Die Stimmen der Vergangenheit – Mirko Böttchers authentisches Stasi-Stück "Akte R" im Schlosstheater Celle

Den Fall hielte man in der Literatur für überkonstruiert, doch er ist Wirklichkeit: Marko, Kellner aus der DDR, verliebt sich im Urlaub im sozialistischen Bruderstaat Ungarn in einen westdeutschen Staatssekretär. Die Stasi will ihn als Spitzel ansetzen, doch er weigert sich: 'Ich bin verliebt!'

Aber Liebe zählt nicht, wenn die Partei ruft. Als die Schikanen zu schlimm werden, will er blauäugig über die grüne Grenze fliehen, wird natürlich geschnappt und in Hohenschönhausen inhaftiert. Psychoterror, Ungewissheit. Doch man kauft ihn frei. Endlich im Westen, unbegrenzte Freiheit! Doch der Staatssekretär ist verheiratet, traut sich nicht, seine Homosexualität zu leben. Und nach der Wende steht plötzlich Markos Peiniger aus dem Gefängnis im Laden, bereits wieder sehr gut bei Kasse!

* _Aufgabe A_
Warum will Marko laut dem Textauszug über das Stück „Akte R“ über die grüne Grenze fliehen?
* _Aufgabe B_
Zähle, wie viele Zeilen der Datensätze die Zeichenfolge „flower“ enthalten. Gib nur die Zahl an.

* _Übungsdaten_
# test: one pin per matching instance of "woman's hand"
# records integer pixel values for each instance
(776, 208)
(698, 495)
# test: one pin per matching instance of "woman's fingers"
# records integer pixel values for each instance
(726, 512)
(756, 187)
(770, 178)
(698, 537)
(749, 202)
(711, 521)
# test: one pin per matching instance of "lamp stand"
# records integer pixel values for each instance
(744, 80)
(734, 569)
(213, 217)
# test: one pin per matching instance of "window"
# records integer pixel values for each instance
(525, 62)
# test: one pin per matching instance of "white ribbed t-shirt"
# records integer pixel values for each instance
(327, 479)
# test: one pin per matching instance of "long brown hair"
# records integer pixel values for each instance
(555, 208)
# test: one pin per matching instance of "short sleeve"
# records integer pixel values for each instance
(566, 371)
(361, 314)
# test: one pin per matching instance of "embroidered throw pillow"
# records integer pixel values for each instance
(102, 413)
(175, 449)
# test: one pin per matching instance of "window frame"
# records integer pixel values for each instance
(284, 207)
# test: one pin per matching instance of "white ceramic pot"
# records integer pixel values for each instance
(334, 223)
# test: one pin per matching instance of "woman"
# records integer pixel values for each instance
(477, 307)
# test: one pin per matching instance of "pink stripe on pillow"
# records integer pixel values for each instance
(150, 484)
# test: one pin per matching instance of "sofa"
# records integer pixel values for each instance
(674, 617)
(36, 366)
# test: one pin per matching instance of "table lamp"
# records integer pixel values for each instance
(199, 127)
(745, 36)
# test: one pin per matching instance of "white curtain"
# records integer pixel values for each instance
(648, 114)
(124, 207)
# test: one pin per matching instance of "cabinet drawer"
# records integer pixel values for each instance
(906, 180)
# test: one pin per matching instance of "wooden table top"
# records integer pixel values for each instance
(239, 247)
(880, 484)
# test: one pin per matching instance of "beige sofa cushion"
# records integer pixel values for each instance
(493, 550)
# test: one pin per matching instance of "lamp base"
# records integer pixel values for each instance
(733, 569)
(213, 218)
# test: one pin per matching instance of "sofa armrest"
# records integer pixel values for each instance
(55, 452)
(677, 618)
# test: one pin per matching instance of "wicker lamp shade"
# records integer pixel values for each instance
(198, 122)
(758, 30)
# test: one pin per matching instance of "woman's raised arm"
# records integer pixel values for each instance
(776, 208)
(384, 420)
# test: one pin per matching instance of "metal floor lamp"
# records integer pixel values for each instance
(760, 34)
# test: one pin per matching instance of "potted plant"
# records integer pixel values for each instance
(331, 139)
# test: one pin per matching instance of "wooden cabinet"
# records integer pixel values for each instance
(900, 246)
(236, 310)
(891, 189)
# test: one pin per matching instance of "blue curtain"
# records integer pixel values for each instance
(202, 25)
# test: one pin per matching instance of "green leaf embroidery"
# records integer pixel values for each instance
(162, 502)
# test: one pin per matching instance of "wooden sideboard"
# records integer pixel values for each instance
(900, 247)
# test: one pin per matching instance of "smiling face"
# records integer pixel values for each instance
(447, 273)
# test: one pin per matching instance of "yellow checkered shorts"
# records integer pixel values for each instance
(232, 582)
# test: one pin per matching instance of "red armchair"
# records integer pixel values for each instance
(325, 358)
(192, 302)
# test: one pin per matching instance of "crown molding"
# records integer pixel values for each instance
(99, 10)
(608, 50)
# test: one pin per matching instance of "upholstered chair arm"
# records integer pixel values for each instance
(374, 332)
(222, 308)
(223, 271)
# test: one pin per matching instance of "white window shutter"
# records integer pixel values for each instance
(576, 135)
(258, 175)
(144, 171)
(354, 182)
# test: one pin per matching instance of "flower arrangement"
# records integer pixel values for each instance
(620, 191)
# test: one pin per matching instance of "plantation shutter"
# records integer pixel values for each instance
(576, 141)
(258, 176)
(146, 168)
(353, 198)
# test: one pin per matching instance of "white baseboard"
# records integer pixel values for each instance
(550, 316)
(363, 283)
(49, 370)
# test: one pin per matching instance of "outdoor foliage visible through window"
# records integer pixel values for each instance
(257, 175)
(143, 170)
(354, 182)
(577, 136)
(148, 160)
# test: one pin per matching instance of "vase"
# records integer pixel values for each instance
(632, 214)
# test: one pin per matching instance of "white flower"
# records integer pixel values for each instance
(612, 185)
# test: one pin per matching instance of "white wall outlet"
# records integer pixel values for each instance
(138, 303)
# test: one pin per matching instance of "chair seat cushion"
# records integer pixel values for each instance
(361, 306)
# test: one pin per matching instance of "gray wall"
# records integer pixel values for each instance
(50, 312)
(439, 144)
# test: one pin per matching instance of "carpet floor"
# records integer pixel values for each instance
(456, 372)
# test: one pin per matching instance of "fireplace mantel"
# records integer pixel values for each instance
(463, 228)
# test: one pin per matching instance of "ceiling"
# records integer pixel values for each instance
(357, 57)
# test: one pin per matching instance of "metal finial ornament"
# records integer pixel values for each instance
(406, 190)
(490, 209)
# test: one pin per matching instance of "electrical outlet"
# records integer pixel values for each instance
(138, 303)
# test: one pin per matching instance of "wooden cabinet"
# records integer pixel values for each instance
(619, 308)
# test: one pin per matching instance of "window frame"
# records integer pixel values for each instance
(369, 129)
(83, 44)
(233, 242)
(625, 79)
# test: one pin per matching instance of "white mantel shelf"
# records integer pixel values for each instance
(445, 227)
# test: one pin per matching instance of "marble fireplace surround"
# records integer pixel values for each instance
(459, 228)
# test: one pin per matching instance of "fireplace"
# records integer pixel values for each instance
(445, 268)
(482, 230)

* _Vollständige Antwort A_
Marko will fliehen, weil die Schikanen zu schlimm werden. Die Stasi wollte ihn als Spitzel ansetzen, er hat sich aber geweigert.

* _Vollständige Antwort B_
2